Quote exactly, and only, the lines from the one with "Pressing-analysis tagging request: spot the backpack" through the end of the listing.

• **DATA EXTRACT**:
* Begin *

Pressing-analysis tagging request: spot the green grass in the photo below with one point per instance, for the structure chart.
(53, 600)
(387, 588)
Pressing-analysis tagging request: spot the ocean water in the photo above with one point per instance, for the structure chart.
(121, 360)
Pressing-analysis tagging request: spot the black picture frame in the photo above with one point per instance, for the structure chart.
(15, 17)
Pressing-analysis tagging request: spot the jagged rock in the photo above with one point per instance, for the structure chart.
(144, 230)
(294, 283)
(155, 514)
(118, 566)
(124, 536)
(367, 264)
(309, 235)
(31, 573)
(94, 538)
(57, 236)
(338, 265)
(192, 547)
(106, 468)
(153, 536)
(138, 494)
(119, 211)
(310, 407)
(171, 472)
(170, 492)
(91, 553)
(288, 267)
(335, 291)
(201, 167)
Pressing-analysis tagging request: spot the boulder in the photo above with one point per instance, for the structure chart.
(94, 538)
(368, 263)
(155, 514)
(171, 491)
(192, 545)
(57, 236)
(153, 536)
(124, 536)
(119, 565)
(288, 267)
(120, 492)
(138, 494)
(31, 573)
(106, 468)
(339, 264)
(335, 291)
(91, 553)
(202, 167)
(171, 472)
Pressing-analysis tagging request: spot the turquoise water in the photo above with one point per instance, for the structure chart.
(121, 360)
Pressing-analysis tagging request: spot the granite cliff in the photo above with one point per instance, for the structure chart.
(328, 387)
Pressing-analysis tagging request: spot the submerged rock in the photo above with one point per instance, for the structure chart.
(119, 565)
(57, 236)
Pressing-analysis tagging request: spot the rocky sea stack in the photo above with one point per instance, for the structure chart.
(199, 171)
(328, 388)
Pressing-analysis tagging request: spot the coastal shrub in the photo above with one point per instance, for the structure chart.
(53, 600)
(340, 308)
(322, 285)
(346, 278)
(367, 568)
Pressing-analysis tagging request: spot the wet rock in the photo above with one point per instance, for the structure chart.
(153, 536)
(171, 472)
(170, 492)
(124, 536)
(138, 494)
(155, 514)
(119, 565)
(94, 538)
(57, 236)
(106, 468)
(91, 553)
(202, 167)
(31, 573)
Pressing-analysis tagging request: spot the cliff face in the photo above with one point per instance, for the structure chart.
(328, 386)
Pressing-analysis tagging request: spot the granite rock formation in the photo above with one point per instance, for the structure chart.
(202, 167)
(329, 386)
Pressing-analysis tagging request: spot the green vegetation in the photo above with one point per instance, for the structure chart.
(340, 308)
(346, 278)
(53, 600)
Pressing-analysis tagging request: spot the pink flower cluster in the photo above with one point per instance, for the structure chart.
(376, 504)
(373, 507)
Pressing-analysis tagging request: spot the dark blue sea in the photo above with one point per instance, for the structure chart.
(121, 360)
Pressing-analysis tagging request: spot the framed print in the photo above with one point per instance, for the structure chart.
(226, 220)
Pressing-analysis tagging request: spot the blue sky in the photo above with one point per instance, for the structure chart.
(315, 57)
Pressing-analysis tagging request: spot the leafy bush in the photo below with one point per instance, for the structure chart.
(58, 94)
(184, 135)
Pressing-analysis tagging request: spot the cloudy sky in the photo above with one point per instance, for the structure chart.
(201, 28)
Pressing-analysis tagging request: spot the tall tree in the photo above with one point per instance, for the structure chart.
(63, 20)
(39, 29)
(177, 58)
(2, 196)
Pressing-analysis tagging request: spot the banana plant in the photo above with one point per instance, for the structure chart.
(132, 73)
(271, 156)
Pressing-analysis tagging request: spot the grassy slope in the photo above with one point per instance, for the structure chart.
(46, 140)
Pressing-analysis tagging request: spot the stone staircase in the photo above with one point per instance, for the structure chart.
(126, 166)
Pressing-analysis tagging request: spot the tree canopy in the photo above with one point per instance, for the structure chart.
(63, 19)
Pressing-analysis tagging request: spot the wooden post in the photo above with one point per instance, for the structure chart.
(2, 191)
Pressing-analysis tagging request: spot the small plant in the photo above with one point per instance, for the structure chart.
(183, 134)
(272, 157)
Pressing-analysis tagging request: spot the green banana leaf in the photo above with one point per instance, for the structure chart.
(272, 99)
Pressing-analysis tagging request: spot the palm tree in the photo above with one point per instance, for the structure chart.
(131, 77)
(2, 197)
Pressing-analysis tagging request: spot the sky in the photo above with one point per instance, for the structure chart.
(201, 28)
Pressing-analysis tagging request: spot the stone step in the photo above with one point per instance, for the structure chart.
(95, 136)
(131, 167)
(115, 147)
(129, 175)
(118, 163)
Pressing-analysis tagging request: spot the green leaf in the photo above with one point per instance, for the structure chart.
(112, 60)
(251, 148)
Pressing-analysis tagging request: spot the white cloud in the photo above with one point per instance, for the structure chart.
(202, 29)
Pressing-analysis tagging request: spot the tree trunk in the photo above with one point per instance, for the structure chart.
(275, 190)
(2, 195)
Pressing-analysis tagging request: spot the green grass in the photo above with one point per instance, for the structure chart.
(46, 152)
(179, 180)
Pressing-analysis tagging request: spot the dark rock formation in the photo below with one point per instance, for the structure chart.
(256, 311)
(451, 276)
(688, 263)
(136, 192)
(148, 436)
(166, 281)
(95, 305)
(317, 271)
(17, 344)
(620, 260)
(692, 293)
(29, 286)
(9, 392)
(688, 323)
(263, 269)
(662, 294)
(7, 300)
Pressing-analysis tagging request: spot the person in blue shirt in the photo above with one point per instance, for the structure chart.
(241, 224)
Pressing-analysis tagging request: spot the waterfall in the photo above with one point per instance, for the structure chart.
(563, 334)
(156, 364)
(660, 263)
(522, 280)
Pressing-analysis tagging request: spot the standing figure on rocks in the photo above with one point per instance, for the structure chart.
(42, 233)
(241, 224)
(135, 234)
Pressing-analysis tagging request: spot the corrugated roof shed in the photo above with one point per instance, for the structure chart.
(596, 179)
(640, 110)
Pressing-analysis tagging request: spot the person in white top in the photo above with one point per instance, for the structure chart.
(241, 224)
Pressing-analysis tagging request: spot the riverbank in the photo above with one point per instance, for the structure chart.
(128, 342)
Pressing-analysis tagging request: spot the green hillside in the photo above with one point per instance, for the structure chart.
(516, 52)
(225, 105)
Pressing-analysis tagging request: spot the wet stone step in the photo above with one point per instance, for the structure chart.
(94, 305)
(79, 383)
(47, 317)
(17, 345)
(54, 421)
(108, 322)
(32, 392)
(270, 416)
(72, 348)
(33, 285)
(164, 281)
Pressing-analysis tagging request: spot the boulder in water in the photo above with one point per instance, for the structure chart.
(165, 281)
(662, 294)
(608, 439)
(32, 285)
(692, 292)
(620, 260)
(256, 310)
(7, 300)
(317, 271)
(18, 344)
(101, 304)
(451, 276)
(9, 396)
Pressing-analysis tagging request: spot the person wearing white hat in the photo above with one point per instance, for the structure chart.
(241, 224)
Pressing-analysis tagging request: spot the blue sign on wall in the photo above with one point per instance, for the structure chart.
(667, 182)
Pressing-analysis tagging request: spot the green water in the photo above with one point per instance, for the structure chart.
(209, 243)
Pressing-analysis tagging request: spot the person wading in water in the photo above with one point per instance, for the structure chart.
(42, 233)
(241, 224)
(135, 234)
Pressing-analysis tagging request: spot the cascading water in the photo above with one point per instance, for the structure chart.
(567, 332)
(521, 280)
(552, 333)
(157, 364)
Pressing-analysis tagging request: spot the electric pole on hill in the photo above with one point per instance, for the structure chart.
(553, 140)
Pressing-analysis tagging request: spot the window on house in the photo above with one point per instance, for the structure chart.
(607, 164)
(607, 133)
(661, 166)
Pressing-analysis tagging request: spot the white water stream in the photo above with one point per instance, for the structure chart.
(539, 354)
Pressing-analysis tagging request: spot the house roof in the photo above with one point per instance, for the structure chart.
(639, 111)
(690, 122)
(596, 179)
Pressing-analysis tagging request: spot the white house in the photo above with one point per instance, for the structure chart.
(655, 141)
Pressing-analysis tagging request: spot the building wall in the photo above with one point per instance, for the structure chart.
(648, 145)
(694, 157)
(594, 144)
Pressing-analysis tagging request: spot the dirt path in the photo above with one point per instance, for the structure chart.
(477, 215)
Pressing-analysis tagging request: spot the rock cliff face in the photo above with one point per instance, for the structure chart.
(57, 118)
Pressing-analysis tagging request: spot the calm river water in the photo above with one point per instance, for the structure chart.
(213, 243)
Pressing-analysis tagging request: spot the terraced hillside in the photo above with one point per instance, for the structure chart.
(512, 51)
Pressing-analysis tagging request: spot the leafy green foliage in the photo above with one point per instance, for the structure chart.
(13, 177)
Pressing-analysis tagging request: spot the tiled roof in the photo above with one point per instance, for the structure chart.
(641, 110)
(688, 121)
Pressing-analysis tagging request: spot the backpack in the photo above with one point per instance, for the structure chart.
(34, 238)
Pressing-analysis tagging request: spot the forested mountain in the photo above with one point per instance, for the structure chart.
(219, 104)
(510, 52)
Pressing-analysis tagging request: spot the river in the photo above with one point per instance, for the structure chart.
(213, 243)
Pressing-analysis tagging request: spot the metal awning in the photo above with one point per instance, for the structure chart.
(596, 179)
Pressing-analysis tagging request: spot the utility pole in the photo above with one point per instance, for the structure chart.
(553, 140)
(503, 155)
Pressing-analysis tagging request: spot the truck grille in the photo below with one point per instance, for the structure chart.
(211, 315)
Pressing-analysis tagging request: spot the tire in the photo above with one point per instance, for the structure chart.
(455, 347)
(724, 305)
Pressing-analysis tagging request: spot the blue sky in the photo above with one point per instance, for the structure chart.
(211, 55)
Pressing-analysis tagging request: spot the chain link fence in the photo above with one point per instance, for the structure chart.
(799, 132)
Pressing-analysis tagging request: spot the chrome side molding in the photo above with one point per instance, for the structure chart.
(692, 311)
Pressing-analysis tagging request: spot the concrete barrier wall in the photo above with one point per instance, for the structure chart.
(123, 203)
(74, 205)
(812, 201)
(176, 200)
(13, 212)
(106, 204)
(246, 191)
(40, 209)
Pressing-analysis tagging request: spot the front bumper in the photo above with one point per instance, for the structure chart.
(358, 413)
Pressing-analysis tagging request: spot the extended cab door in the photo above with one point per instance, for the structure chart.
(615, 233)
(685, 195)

* End *

• **RESULT BELOW**:
Pressing-analysis tagging request: spot the backpack in the photo above with one point per instance, for the structure chart.
(34, 238)
Pressing-analysis tagging request: spot the forested mountain in the photo above with one point per instance, for the structure chart.
(219, 104)
(510, 52)
Pressing-analysis tagging request: spot the river in the photo above with one point per instance, for the structure chart.
(213, 243)
Pressing-analysis tagging request: spot the metal awning in the photo above with one point per instance, for the structure chart.
(596, 179)
Pressing-analysis tagging request: spot the utility pole in the photo above with one point per instance, for the structure chart.
(553, 140)
(503, 155)
Pressing-analysis tagging request: spot the truck grille in the photo below with one point per instance, for the structure chart.
(211, 315)
Pressing-analysis tagging request: spot the tire in the photo above with one point per instance, for the structure chart.
(455, 347)
(724, 305)
Pressing-analysis tagging request: spot the blue sky in the photo above with one point per instance, for the structure chart.
(211, 55)
Pressing-analysis tagging request: spot the chain link fence in the photo above with one point per instance, for the structure chart.
(799, 132)
Pressing-analysis tagging request: spot the chrome side molding in the photo above with one point per instance, for the structure chart.
(692, 311)
Pressing-analysis tagging request: spot the concrete barrier wall in the photo above with one point per instance, for the structure chart.
(123, 203)
(74, 205)
(812, 201)
(176, 200)
(13, 212)
(106, 204)
(246, 191)
(40, 209)
Pressing-analysis tagging request: spot the front bumper in the photo above with one point per instance, for the structure chart.
(358, 413)
Pressing-analysis tagging request: spot the extended cab door in the photo above with one point per instance, for the structure chart.
(615, 233)
(685, 195)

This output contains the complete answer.